_EXERCISE AIM_
Give an exact copy of the line that has "Query: car door" and of every line below it, through the last, with nothing else.

_GIVEN DATA_
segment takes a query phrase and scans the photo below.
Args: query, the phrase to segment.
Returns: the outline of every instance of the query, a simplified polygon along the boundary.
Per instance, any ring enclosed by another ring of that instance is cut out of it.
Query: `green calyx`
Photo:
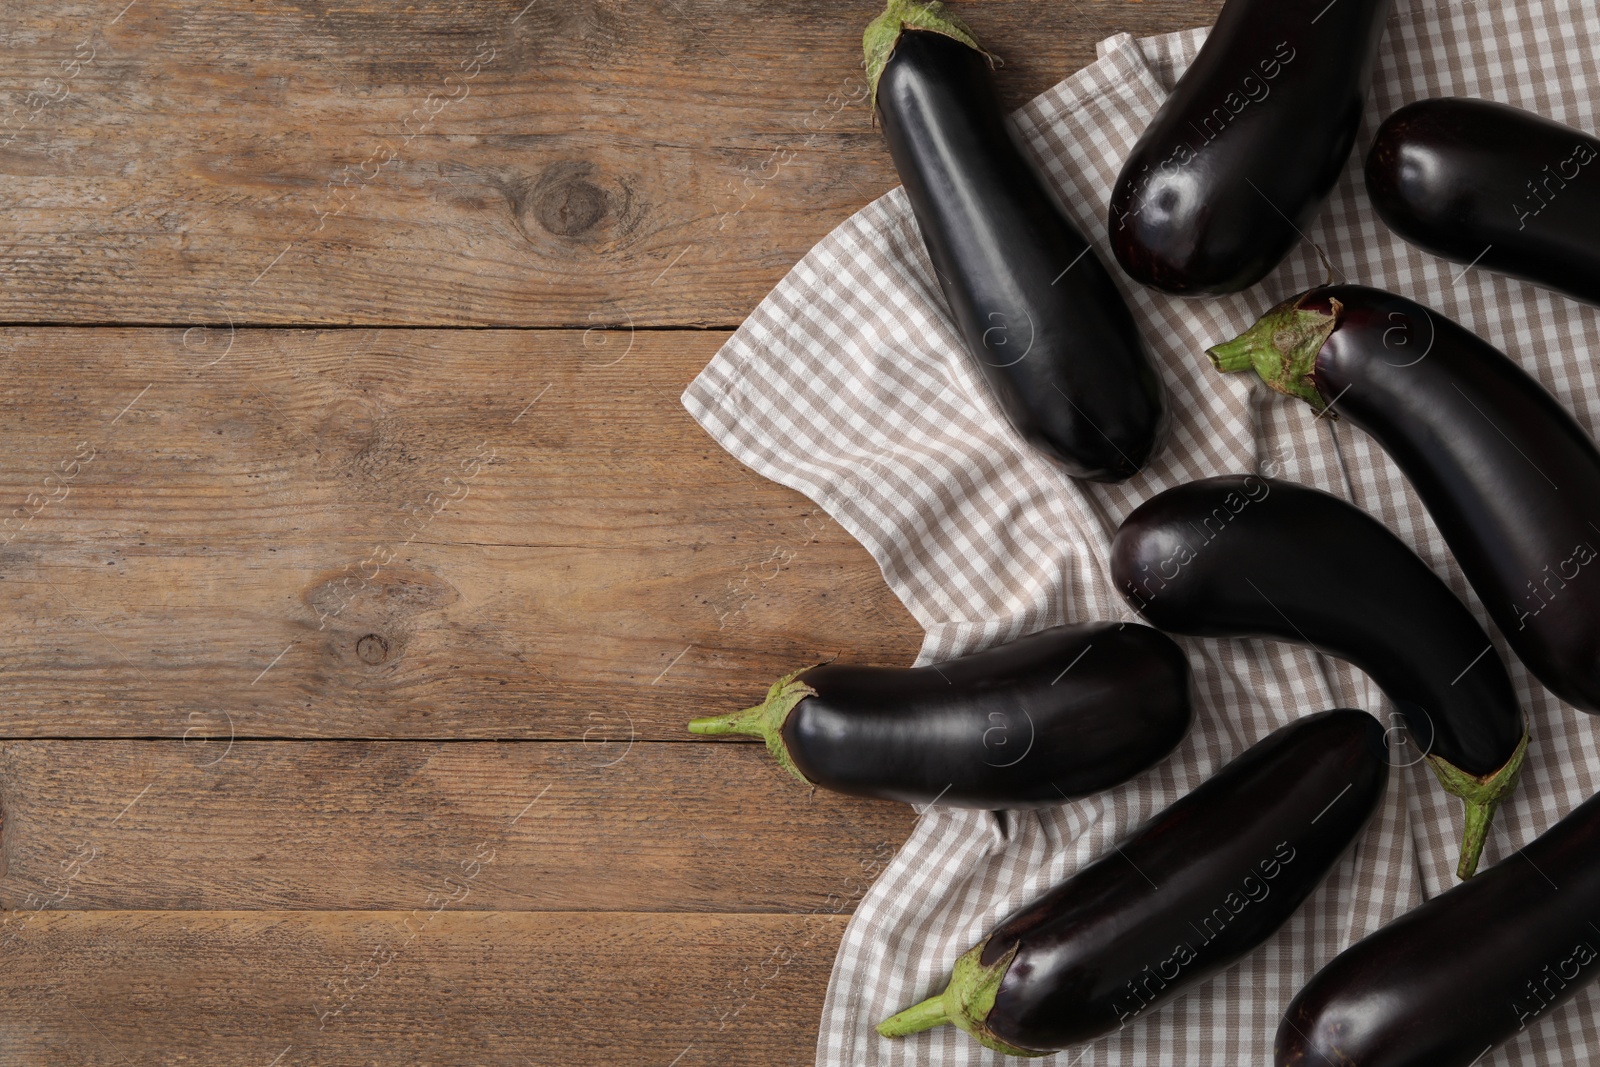
[[[1477,871],[1483,843],[1489,836],[1489,823],[1494,820],[1500,802],[1517,787],[1522,761],[1527,754],[1528,729],[1524,726],[1516,751],[1511,753],[1504,767],[1492,774],[1468,774],[1438,756],[1428,757],[1428,764],[1445,792],[1460,797],[1467,805],[1467,828],[1461,835],[1461,861],[1456,864],[1456,877],[1463,882]]]
[[[1331,301],[1332,314],[1309,311],[1298,306],[1304,296],[1301,293],[1285,300],[1238,337],[1206,349],[1206,354],[1224,373],[1254,370],[1273,389],[1304,400],[1320,415],[1327,405],[1317,392],[1312,372],[1317,353],[1339,324],[1340,304]]]
[[[809,669],[802,667],[773,682],[772,688],[767,690],[767,699],[753,708],[745,708],[743,711],[735,711],[728,715],[710,715],[704,719],[692,720],[689,723],[689,732],[759,737],[767,743],[767,751],[783,765],[784,770],[810,785],[811,779],[800,773],[800,768],[789,758],[789,749],[783,743],[783,724],[788,721],[789,713],[806,697],[817,695],[815,689],[799,680],[800,675]]]
[[[900,40],[904,30],[942,33],[994,62],[994,56],[983,50],[967,24],[950,14],[937,0],[889,0],[889,6],[883,9],[883,14],[869,22],[867,31],[861,35],[861,48],[867,55],[867,88],[872,91],[870,106],[874,114],[878,105],[878,79],[883,75],[889,57],[894,55],[895,42]]]
[[[950,983],[944,992],[913,1004],[898,1015],[891,1015],[878,1024],[878,1033],[884,1037],[905,1037],[908,1034],[931,1030],[935,1026],[953,1024],[977,1039],[984,1048],[992,1048],[1007,1056],[1048,1056],[1048,1052],[1017,1048],[1008,1045],[989,1031],[987,1020],[994,1007],[995,995],[1011,961],[1017,957],[1017,946],[985,967],[981,962],[983,946],[988,940],[978,942],[956,960],[950,968]]]

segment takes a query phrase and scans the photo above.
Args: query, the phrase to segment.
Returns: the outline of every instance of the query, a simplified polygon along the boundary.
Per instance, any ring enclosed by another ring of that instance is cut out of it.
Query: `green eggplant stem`
[[[878,1033],[884,1037],[905,1037],[949,1022],[950,1016],[944,1010],[944,994],[940,993],[911,1005],[897,1015],[889,1016],[878,1024]]]
[[[983,50],[967,24],[937,0],[889,0],[889,6],[883,9],[883,14],[869,22],[866,32],[861,35],[861,50],[866,53],[867,61],[867,88],[872,92],[870,104],[874,115],[878,107],[878,79],[883,76],[883,68],[888,65],[889,57],[894,55],[895,42],[900,40],[904,30],[941,33],[978,52],[991,65],[994,63],[994,56]]]
[[[1007,1056],[1048,1056],[1048,1052],[1017,1048],[1008,1045],[989,1032],[989,1012],[994,1008],[994,998],[1000,992],[1000,983],[1017,958],[1018,945],[1012,945],[1006,954],[985,966],[983,947],[989,943],[984,938],[956,960],[950,968],[950,982],[944,992],[911,1005],[905,1011],[891,1015],[878,1024],[878,1033],[884,1037],[905,1037],[922,1030],[950,1023],[971,1034],[985,1048],[1004,1052]]]
[[[783,743],[783,724],[788,720],[789,713],[806,697],[817,695],[815,689],[800,681],[800,675],[808,670],[809,667],[802,667],[773,682],[767,690],[767,698],[753,708],[691,720],[689,732],[710,736],[739,734],[759,737],[767,743],[767,751],[772,753],[784,770],[807,785],[812,784],[811,779],[801,774],[800,768],[789,758],[789,748]]]
[[[1489,824],[1500,802],[1517,787],[1522,774],[1522,762],[1528,754],[1528,730],[1524,725],[1522,740],[1516,751],[1506,760],[1505,766],[1492,774],[1468,774],[1460,767],[1438,756],[1429,756],[1428,764],[1444,786],[1445,792],[1458,796],[1466,804],[1467,825],[1461,835],[1461,860],[1456,864],[1456,877],[1463,882],[1478,870],[1478,860],[1483,855],[1483,844],[1489,836]]]
[[[1254,370],[1267,385],[1304,400],[1320,415],[1327,405],[1317,391],[1313,373],[1317,353],[1339,325],[1341,306],[1332,301],[1330,315],[1297,307],[1299,300],[1299,296],[1285,300],[1238,337],[1206,349],[1206,354],[1224,373]]]

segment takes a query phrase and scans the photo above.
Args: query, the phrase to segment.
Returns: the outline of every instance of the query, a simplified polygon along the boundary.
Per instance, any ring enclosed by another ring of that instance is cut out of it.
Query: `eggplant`
[[[1055,626],[926,667],[825,664],[691,733],[760,737],[796,778],[839,793],[1037,808],[1109,789],[1177,747],[1189,661],[1148,626]]]
[[[1211,356],[1371,434],[1512,650],[1600,713],[1600,451],[1555,397],[1470,330],[1365,286],[1302,293]]]
[[[1488,100],[1419,100],[1367,153],[1378,217],[1424,252],[1600,304],[1600,140]]]
[[[1014,139],[990,57],[943,4],[890,0],[863,37],[873,108],[959,333],[1012,427],[1118,482],[1160,449],[1165,387],[1088,240]]]
[[[1290,1002],[1277,1067],[1469,1067],[1600,975],[1600,797],[1351,945]]]
[[[1228,0],[1111,192],[1111,249],[1180,296],[1282,262],[1355,145],[1390,0]]]
[[[1281,927],[1376,810],[1383,727],[1308,715],[1247,749],[1120,846],[1013,912],[955,962],[942,993],[880,1023],[954,1023],[1042,1056],[1127,1026]]]
[[[1495,809],[1516,786],[1527,729],[1488,635],[1382,523],[1293,482],[1206,478],[1123,520],[1111,578],[1170,633],[1271,637],[1365,671],[1445,791],[1465,802],[1456,873],[1472,876]]]

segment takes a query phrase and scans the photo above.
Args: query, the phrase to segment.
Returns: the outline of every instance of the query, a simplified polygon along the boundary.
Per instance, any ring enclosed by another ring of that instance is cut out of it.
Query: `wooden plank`
[[[878,5],[0,13],[0,321],[732,325],[896,184]],[[1220,0],[984,0],[1021,103]]]
[[[865,551],[684,413],[724,338],[0,332],[0,735],[681,739],[909,662]]]
[[[758,745],[12,742],[0,907],[853,908],[909,807]],[[478,870],[476,877],[464,872]]]
[[[39,913],[8,1064],[802,1067],[838,916]]]

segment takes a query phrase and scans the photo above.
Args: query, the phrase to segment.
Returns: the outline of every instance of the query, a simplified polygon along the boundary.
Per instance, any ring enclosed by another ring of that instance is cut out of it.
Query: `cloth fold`
[[[1112,37],[1093,64],[1013,116],[1022,144],[1108,264],[1104,205],[1121,161],[1205,32]],[[1003,42],[991,43],[1003,54]],[[1501,100],[1595,129],[1600,9],[1583,0],[1399,0],[1357,144],[1370,144],[1396,108],[1441,95]],[[1308,240],[1245,293],[1179,300],[1139,288],[1113,267],[1173,407],[1165,451],[1123,485],[1072,482],[1011,432],[962,349],[900,189],[845,220],[797,263],[690,384],[684,405],[740,461],[810,497],[866,546],[926,631],[919,663],[1061,622],[1132,619],[1107,571],[1117,524],[1170,486],[1245,471],[1313,485],[1369,511],[1487,629],[1421,503],[1371,440],[1313,419],[1253,375],[1218,374],[1204,354],[1270,305],[1324,282],[1328,267],[1315,245],[1342,278],[1420,300],[1508,352],[1595,432],[1600,390],[1590,353],[1600,351],[1600,311],[1405,245],[1367,203],[1360,159],[1358,150]],[[1560,704],[1494,638],[1533,741],[1522,784],[1496,817],[1485,865],[1548,828],[1600,781],[1594,720]],[[898,1041],[873,1027],[942,988],[955,958],[1011,910],[1273,729],[1340,706],[1393,721],[1394,709],[1365,675],[1310,650],[1178,640],[1194,670],[1198,713],[1189,737],[1159,766],[1059,808],[934,807],[918,819],[845,932],[823,1007],[819,1067],[1005,1062],[952,1027]],[[1459,804],[1414,750],[1395,758],[1371,827],[1276,936],[1124,1030],[1039,1062],[1269,1063],[1283,1009],[1316,968],[1454,884]],[[1481,1067],[1587,1062],[1588,1050],[1600,1050],[1597,1008],[1600,988],[1591,987]]]

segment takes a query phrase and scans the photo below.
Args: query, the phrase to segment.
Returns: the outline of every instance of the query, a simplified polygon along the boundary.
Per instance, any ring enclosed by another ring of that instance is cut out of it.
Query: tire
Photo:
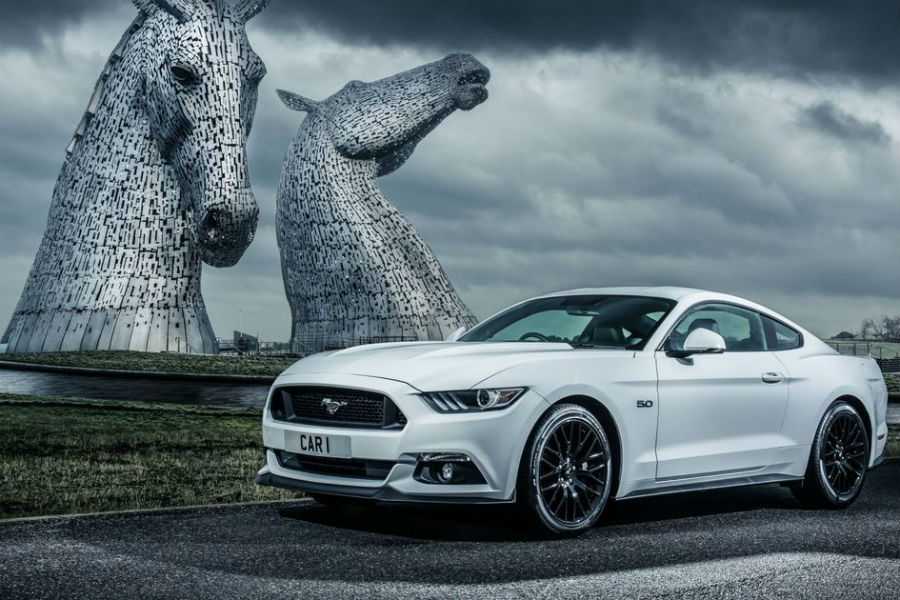
[[[822,417],[803,481],[791,487],[808,506],[846,508],[862,491],[869,466],[869,436],[862,417],[846,402],[832,404]]]
[[[578,535],[592,527],[606,508],[612,470],[612,448],[600,421],[582,406],[559,404],[531,433],[516,496],[543,532]]]

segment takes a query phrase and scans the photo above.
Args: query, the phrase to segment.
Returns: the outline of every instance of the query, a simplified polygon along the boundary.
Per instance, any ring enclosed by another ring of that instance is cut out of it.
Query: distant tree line
[[[897,341],[900,339],[900,315],[864,320],[859,337],[864,340]]]
[[[900,342],[900,315],[883,315],[865,319],[859,331],[841,331],[831,336],[835,341],[868,340],[872,342]]]

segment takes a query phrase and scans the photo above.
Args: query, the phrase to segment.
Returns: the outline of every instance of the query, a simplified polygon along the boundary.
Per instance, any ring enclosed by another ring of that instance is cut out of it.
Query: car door
[[[721,354],[667,355],[696,327],[725,339]],[[690,309],[656,353],[657,479],[762,469],[781,435],[788,402],[784,365],[766,348],[758,313],[725,303]]]

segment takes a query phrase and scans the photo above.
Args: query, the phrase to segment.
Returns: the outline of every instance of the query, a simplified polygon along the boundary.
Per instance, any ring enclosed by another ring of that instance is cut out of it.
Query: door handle
[[[784,381],[784,375],[775,371],[768,371],[762,374],[763,383],[781,383]]]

_ANSWER FOR THE TASK_
Query: car door
[[[721,354],[667,355],[696,327],[725,339]],[[690,309],[656,353],[657,479],[762,469],[781,435],[788,402],[784,365],[766,348],[758,313],[725,303]]]

segment takes a query phrase and scans the photo above.
Args: query, the phrase to segment.
Returns: the outline of every instance of the query, a simplified polygon along the boundary.
Per instance, any ring enclosed by another ring of that instance is cut out of it.
Query: door handle
[[[784,381],[784,375],[775,371],[768,371],[762,374],[763,383],[781,383]]]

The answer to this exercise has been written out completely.